- **Your instructions**: Below is a listing. Quote from it, exactly, the lines from the one containing "Target: black wall oven" down to the one containing "Target: white countertop", both ends included, and nothing else.
(Task material)
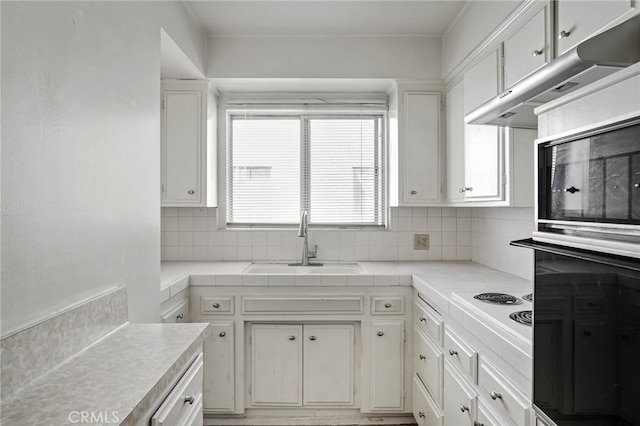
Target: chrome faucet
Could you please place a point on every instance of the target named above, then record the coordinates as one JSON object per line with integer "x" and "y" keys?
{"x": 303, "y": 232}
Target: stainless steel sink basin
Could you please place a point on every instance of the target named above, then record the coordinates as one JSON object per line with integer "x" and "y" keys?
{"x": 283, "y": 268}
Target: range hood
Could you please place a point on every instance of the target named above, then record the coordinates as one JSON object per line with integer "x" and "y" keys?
(End Task material)
(Task material)
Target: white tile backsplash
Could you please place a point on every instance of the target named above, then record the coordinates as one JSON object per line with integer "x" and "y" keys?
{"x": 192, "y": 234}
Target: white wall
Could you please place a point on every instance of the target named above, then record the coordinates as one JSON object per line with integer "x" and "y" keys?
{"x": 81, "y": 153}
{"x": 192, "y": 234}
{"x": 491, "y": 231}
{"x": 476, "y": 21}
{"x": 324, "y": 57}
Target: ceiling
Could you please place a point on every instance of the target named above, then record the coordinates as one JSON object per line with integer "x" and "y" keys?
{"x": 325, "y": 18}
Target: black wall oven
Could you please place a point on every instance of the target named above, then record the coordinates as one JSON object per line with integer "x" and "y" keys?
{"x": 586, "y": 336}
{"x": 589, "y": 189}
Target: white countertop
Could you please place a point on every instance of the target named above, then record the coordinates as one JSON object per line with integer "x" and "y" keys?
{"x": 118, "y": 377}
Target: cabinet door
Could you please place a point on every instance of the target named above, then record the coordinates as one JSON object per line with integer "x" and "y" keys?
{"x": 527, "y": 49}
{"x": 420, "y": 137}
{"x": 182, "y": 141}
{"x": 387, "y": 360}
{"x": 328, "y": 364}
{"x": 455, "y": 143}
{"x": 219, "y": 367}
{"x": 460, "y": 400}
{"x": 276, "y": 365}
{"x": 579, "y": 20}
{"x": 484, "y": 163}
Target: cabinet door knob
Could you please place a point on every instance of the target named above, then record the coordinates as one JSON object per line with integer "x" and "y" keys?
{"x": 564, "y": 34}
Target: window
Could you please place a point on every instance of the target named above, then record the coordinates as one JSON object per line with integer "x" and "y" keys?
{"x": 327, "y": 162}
(End Task material)
(Task material)
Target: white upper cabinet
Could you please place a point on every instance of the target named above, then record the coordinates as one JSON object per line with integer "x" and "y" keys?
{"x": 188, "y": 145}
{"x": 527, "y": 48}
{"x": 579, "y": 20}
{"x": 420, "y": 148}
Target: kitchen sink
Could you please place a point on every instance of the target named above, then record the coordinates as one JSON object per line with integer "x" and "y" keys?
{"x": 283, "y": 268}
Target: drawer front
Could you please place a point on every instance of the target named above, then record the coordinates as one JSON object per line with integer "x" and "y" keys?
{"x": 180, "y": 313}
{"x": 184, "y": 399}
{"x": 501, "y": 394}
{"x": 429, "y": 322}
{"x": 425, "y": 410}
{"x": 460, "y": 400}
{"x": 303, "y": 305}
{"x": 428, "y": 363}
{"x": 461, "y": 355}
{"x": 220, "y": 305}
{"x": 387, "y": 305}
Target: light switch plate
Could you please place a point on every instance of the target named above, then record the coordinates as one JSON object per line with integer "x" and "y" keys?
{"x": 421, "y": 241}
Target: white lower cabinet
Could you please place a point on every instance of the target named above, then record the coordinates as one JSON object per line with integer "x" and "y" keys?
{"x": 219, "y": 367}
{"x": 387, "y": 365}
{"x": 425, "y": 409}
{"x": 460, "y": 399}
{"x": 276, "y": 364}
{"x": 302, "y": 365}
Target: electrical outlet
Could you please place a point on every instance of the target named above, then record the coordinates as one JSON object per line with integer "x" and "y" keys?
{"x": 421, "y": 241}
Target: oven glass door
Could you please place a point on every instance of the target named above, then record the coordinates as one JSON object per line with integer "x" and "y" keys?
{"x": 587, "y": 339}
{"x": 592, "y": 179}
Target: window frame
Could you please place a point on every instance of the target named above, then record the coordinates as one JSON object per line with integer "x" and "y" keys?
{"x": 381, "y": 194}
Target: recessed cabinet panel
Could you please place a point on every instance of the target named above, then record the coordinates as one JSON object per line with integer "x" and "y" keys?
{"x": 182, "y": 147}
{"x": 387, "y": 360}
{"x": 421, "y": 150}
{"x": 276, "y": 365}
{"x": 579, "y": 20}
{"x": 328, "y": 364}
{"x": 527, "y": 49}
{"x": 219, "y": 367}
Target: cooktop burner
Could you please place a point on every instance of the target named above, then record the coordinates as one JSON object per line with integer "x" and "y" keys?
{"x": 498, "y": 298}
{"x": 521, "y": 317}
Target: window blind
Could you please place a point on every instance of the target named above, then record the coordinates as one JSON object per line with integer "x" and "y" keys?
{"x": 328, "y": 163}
(End Task material)
- **Solution to this exercise**:
Target: black wall oven
Could you please place a point on every instance of the target named above, then record the coordinates as one JSON object per line with integer "x" and "y" keys?
{"x": 586, "y": 336}
{"x": 589, "y": 189}
Target: white countertop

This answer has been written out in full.